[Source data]
----------------
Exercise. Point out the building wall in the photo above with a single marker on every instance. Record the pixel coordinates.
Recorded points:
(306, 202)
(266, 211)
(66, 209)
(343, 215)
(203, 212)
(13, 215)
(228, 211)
----------------
WRITTEN INSTRUCTION –
Please write out the listing again with "building wall" swapped for "exterior wall", keeping every other character as it is.

TASK ANSWER –
Exercise. Point out the exterior wall in the photo above with a single marker on every instance. Record the pixel coordinates.
Recorded points:
(306, 202)
(266, 211)
(66, 209)
(343, 215)
(203, 212)
(13, 215)
(228, 211)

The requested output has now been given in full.